**SET PROBLEM A**
Please work out how many lines of the records contain the word "tulip", treating upper and lower case as different, and reply with that number alone.

**EXCERPTED PASSAGE**
First Tennessee serves as the Co-Administrator for each Portfolio. As the
Co-Administrator, First Tennessee assists in each Portfolio's operation,
including, but not limited to, providing non-investment related research and
statistical data and various operational and administrative services. First
Tennessee is entitled to receive from each Portfolio a monthly fee at the
annual rate of .05% of average net assets. For the fiscal years ended June
30, 1997 and 1996, First Tennessee earned co-administration fees in the
amount of $116,926 and $82,965 from the Growth & Income Portfolio,
respectively before waiving $0 and $34,639 of its fees, respectively. For
the fiscal years ended June 30, 1997 and 1996, First Tennessee earned
co-administration fees in the amount of $59,823 and $51,198 from the Bond
Portfolio, respectively, before waiving $0 and $23,882, respectively.
As the Distributor, ALPS sells shares of Class I as agent on behalf of the
Trust at no additional cost to the Trust. Class III is obligated to pay ALPS
monthly a 12b-1 fee at the annual rate of .75% of average net assets, all or
a portion of which may be paid out to broker-dealers or others involved in
the distribution of Class III shares. See "Administration Agreements and
contracts -Distribution Plan." Classes II and III pay shareholder servicing
fees to Investment Professionals at an annual rate of .25% of average net
assets as more fully described under the section "Administration Agreements
and Other Contracts - Shareholder Services Plans". First Tennessee and its
affiliates neither participate in nor are responsible for the underwriting of
Portfolio shares. Consistent with applicable law, affiliates of First
Tennessee may receive commissions or asset-based fees.

**SET PROBLEM B**
In the fund prospectus excerpt, at what annual rate is Class III obligated to pay ALPS a 12b-1 fee?

**EXTRACTED MATERIAL**

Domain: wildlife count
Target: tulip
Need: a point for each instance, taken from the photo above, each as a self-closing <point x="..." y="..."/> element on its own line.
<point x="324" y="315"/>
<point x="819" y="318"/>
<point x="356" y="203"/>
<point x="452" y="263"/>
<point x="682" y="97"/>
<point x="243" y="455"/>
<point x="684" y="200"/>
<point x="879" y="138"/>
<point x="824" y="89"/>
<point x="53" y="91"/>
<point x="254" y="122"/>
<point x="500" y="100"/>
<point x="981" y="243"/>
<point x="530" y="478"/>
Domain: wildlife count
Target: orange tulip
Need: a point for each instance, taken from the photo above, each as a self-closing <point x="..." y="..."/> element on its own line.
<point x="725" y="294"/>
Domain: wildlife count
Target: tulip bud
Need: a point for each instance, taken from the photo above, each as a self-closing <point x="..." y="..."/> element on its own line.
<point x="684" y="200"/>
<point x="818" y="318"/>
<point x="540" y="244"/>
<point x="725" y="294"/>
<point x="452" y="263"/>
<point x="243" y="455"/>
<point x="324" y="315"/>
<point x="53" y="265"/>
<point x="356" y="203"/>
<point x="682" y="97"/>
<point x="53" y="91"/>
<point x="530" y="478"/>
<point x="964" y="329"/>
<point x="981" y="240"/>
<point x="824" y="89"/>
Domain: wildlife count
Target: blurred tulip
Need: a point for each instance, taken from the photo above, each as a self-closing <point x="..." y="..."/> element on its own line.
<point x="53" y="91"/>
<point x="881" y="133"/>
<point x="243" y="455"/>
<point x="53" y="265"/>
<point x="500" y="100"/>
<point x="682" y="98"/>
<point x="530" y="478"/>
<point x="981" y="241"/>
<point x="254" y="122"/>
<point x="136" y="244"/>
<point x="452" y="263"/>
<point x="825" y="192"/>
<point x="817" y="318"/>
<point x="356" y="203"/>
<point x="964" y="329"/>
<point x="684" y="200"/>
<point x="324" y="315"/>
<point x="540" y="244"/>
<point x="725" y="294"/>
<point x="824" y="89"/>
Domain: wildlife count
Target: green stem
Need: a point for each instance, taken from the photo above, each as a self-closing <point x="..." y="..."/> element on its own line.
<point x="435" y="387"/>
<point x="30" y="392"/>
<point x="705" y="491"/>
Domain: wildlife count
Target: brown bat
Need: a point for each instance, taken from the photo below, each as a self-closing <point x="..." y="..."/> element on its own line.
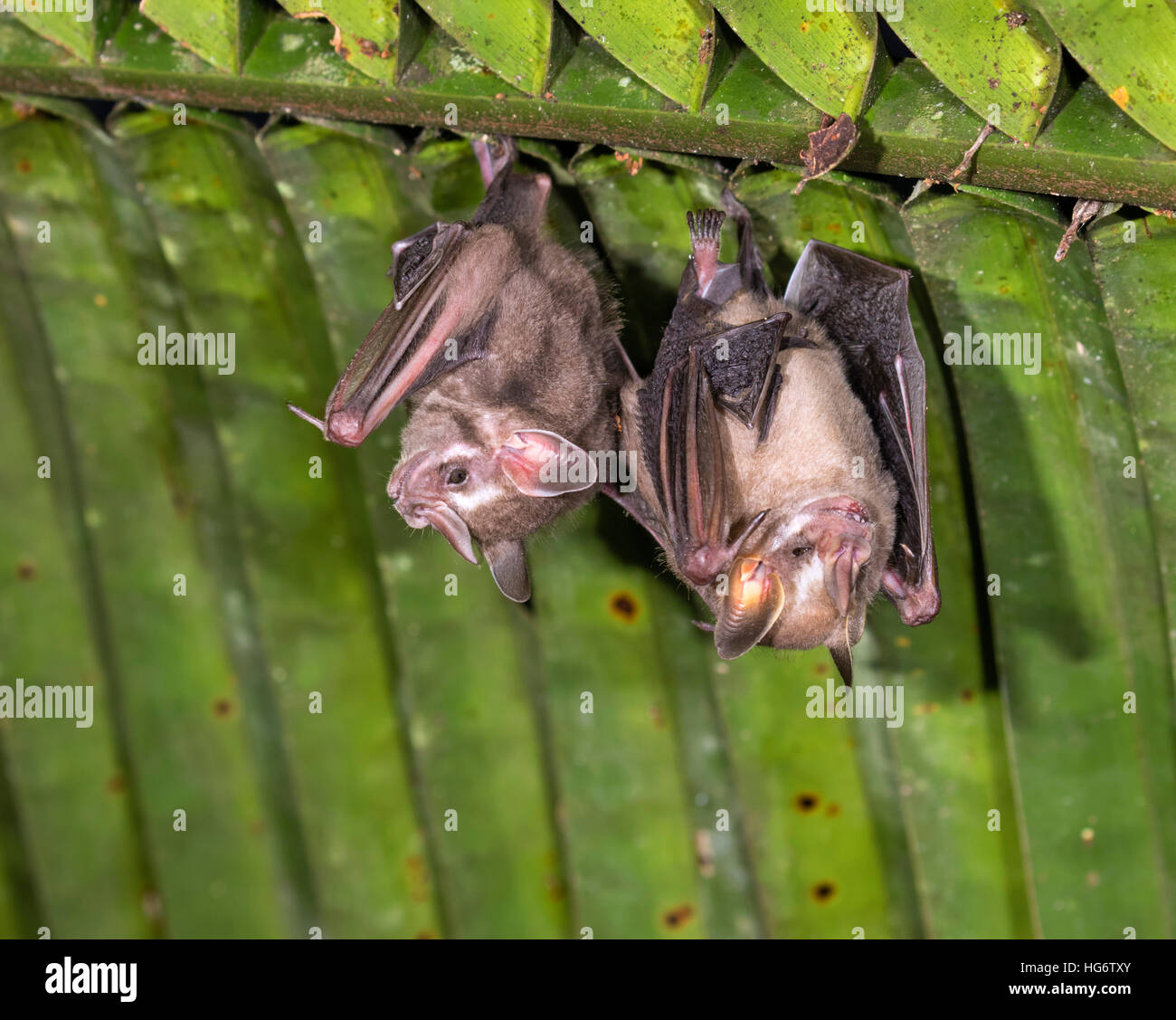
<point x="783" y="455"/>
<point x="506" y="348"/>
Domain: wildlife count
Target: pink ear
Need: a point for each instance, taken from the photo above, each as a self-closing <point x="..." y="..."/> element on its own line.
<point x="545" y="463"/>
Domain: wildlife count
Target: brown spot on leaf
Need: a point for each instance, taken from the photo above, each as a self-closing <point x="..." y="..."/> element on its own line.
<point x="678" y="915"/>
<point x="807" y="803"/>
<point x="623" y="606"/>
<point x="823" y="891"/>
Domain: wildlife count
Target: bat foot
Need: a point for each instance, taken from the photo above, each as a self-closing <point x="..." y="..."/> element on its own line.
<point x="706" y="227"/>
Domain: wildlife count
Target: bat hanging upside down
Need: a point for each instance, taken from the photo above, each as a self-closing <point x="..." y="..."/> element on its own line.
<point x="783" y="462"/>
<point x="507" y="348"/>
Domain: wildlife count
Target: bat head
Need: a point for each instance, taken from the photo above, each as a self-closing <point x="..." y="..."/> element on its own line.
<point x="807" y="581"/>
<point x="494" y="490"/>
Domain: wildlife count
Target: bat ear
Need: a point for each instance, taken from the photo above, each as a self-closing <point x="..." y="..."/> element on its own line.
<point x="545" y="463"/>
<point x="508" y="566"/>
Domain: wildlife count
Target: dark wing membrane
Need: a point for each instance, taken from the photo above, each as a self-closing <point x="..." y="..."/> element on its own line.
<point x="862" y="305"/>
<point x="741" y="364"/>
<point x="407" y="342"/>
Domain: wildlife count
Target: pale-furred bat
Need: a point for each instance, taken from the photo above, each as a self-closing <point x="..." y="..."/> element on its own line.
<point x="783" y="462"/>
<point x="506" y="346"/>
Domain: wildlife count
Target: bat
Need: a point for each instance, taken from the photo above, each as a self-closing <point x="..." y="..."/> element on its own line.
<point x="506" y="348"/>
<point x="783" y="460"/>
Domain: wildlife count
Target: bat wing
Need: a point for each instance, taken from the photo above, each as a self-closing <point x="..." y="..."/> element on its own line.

---

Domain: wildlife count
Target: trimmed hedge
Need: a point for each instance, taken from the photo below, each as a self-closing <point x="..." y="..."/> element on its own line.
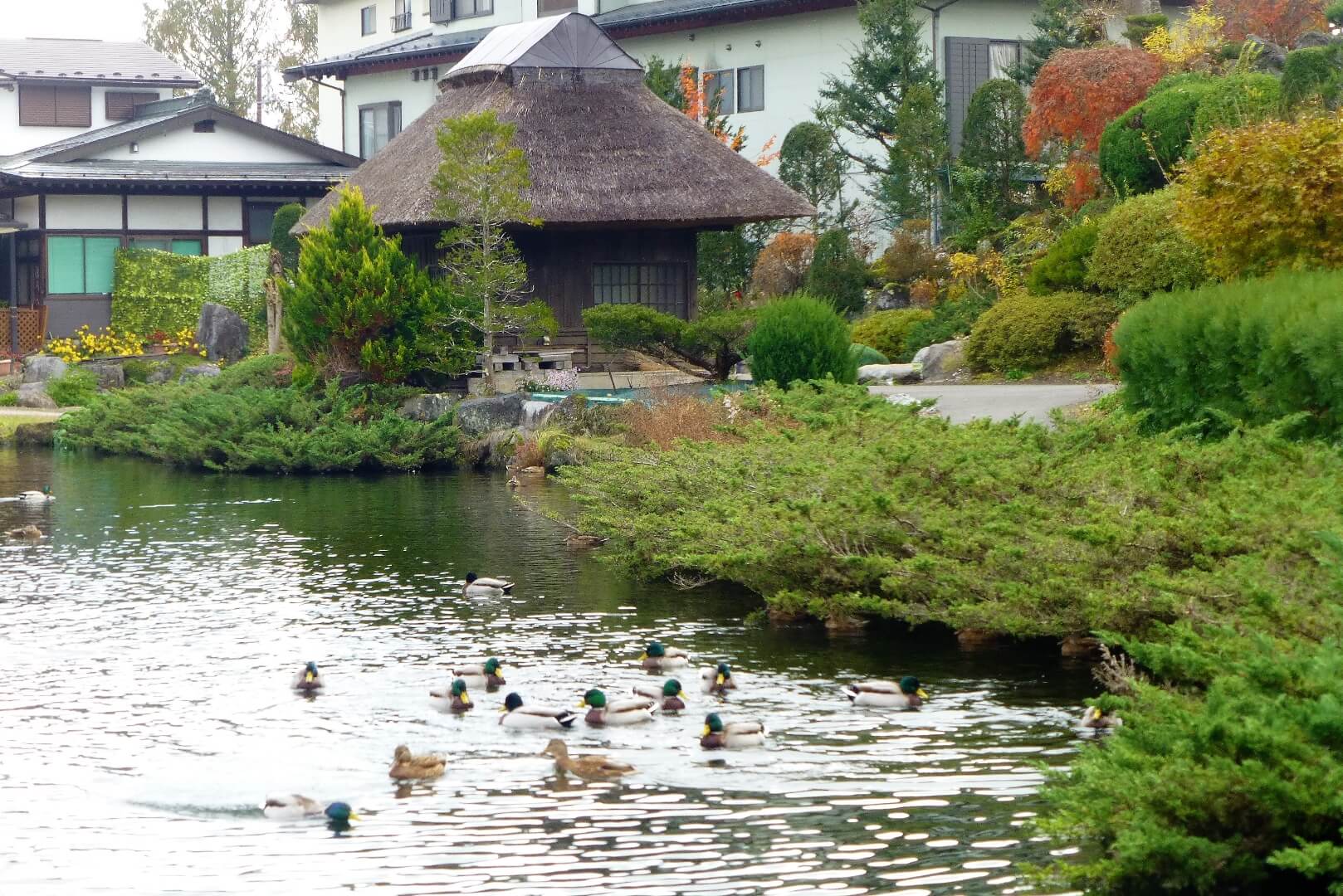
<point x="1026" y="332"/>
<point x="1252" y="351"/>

**FULL SOLUTION A**
4

**FULL SOLUTION B**
.75% of average net assets, paid monthly.